TEXTAUSZUG —
Versicherungsbedingungen
Die vertraglichen Regelungen zwischen Versicherung und Versicherungsnehmer, die Rechte und Pflichten festlegen. Sie bestimmen Fristen, Formvorschriften und Leistungsvoraussetzungen. Basierend auf § 7 VVG (Versicherungsvertragsgesetz) sind sie bindend für beide Parteien. Beispiel: Die Bedingungen legen fest, dass eine Invalidität innerhalb eines Jahres eintreten und drei Monate später ärztlich festgestellt sein muss.
Beeinträchtigung
Eine durch Unfall verursachte Minderung der körperlichen oder geistigen Funktionsfähigkeit. Im Versicherungsrecht relevant für die Bestimmung des Invaliditätsgrades nach § 15 AUB. Muss dauerhaft sein, um einen Leistungsanspruch zu begründen. Beispiel: Eine unfallbedingte dauerhafte Einschränkung der Kniebeweglichkeit um 50% stellt eine versicherungsrelevante Beeinträchtigung dar.
Wichtige Rechtsgrundlagen
- § 7 I (1) AUB 95: Diese Regelung aus den Allgemeinen Unfallversicherungsbedingungen (AUB 95) statuiert, dass ein Leistungsanspruch aus der Unfallversicherung nur besteht, wenn eine dauerhafte Beeinträchtigung der körperlichen oder geistigen Leistungsfähigkeit innerhalb eines Jahres nach dem Unfall eingetreten und ärztlich festgestellt wurde. Zudem muss der Versicherungsnehmer innerhalb von drei Monaten nach der ärztlichen Feststellung seinen Anspruch geltend machen. Im vorliegenden Fall stellte die Klägerin einen Anspruch aufgrund eines Unfallereignisses am 12.05.2021, was direkt mit dieser Vorschrift verknüpft ist, da die rechtzeitige ärztliche Feststellung und Deckungspunkte für den Anspruch entscheidend sind.
- Leitsatz 1: Laut dem Leitsatz des Urteils muss sich aus der ärztlichen Feststellung von Invalidität sowohl die unfallbedingte Ursache des Gesundheitsschadens als auch die Prognose seiner Dauerhaftigkeit ergeben. Diese Feststellungen sind für die Bewertung des Invaliditätsanspruchs entscheidend. In diesem Fall war unklar, ob die von der Klägerin geltend gemachten Gesundheitsbeeinträchtigungen wirklich auf den Unfall zurückzuführen sind und ob die ärztlichen Feststellungen dies ausreichend bestätigen.

(Gespeicherte Einträge)
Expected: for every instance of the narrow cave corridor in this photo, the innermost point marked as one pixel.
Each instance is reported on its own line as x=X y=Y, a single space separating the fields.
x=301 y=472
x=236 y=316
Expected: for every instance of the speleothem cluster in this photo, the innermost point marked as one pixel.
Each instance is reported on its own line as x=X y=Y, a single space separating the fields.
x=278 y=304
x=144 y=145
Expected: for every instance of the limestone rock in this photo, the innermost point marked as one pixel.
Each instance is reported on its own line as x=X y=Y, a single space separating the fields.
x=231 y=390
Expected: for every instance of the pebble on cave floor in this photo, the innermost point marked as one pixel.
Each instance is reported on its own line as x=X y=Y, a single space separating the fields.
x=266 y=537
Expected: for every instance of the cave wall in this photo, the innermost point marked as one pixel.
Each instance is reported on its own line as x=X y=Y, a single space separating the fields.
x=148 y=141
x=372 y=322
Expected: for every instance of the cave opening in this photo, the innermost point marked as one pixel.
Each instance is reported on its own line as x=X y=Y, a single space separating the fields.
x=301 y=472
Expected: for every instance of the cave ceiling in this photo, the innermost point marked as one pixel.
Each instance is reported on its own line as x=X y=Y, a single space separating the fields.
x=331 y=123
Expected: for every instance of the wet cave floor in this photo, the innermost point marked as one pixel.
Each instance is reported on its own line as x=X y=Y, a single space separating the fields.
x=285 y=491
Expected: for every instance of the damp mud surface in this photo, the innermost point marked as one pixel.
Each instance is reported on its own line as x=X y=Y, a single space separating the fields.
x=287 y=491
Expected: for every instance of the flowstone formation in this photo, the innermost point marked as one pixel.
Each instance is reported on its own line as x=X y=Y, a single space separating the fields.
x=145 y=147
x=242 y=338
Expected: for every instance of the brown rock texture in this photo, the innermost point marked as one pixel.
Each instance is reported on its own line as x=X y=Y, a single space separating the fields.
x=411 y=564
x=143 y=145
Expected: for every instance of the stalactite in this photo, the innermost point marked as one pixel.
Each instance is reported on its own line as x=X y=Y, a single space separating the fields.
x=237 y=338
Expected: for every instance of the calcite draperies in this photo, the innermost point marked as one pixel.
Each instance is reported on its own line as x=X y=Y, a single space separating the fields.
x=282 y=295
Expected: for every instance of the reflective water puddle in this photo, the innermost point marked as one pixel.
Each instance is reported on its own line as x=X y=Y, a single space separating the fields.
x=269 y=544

ARBEITSAUFTRAG — Kopieren Sie aus dem Textauszug wortgetreu den Abschnitt zwischen „- Leitsatz 1: Laut“ und „dies ausreichend bestätigen.“, beide Stellen eingeschlossen.

ERGEBNIS —
- Leitsatz 1: Laut dem Leitsatz des Urteils muss sich aus der ärztlichen Feststellung von Invalidität sowohl die unfallbedingte Ursache des Gesundheitsschadens als auch die Prognose seiner Dauerhaftigkeit ergeben. Diese Feststellungen sind für die Bewertung des Invaliditätsanspruchs entscheidend. In diesem Fall war unklar, ob die von der Klägerin geltend gemachten Gesundheitsbeeinträchtigungen wirklich auf den Unfall zurückzuführen sind und ob die ärztlichen Feststellungen dies ausreichend bestätigen.